-- Opening Marker --
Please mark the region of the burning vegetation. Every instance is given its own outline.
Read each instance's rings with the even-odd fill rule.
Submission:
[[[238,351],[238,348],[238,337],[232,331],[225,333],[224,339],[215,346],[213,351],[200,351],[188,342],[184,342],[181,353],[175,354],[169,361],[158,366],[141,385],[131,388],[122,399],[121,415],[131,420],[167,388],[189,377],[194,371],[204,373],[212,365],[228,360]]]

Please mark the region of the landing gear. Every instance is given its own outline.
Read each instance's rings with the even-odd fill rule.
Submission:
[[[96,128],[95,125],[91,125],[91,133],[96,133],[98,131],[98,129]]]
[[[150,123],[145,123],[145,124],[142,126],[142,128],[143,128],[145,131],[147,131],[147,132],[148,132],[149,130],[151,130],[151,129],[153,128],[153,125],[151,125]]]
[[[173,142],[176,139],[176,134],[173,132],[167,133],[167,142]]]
-- Closing Marker --
-- Opening Marker --
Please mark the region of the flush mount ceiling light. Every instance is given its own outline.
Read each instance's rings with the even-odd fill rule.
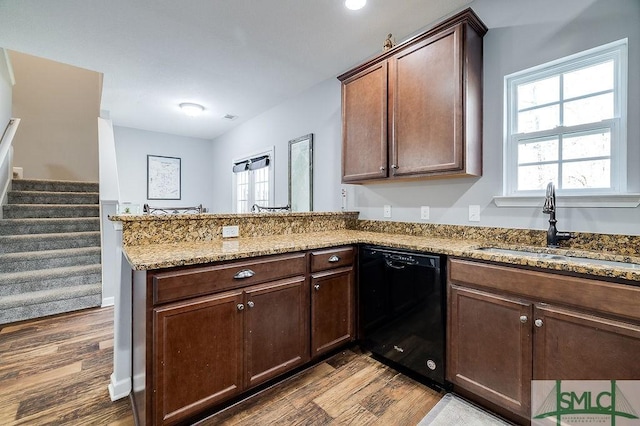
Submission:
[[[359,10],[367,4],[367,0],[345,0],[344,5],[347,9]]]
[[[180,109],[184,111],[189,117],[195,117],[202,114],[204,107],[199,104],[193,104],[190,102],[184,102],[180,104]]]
-- Closing Marker --
-- Opening Marker --
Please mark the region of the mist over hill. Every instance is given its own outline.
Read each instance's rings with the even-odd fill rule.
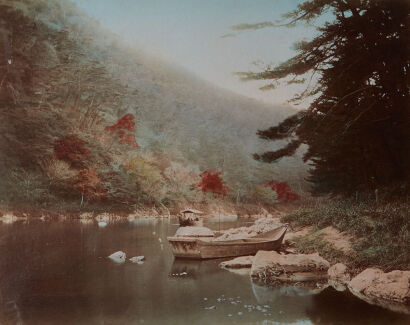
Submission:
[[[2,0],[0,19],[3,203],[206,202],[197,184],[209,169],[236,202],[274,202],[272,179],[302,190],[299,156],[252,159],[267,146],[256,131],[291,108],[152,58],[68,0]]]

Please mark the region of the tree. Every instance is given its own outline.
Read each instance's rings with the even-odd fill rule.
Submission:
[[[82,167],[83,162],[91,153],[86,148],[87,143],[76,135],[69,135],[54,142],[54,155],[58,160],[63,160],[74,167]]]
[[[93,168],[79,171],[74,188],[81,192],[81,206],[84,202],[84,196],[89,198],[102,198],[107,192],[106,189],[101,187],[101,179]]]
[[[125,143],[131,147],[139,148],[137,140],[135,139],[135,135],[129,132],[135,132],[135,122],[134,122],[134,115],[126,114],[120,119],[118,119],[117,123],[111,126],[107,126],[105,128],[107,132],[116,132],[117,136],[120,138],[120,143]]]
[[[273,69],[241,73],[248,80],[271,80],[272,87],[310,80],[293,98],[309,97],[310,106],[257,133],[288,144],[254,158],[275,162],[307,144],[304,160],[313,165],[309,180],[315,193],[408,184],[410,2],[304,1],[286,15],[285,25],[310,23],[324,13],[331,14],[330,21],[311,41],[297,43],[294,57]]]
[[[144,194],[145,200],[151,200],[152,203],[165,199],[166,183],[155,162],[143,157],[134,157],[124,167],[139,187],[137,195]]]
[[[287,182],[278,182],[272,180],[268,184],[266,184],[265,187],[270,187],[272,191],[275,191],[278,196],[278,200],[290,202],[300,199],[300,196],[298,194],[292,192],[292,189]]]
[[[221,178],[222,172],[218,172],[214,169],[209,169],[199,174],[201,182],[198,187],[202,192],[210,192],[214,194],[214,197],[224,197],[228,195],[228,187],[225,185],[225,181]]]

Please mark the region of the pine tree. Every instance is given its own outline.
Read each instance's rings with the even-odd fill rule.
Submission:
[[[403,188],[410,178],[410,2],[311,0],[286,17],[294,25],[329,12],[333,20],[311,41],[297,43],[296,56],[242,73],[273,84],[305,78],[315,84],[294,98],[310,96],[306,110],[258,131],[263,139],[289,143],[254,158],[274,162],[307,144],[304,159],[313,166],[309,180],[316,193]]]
-- Closing Marker --
Instructions to follow - Where a line in the records above contains the string "outline", return that line.

Solution to the problem -
Please mark the region of the burning vegetation. Every instance is given its own outline.
Please mark the region of the landing gear. Every instance is given its own outline.
Please mark the region of the flush mount ceiling light. Every instance is given its own outline.
Please mark the region of the mist over hill. Every instance is given its own outline.
Please mark the region of the tree. Every instance is given its own outline.
Please mark the region of the pine tree. Every instance is given its own outline.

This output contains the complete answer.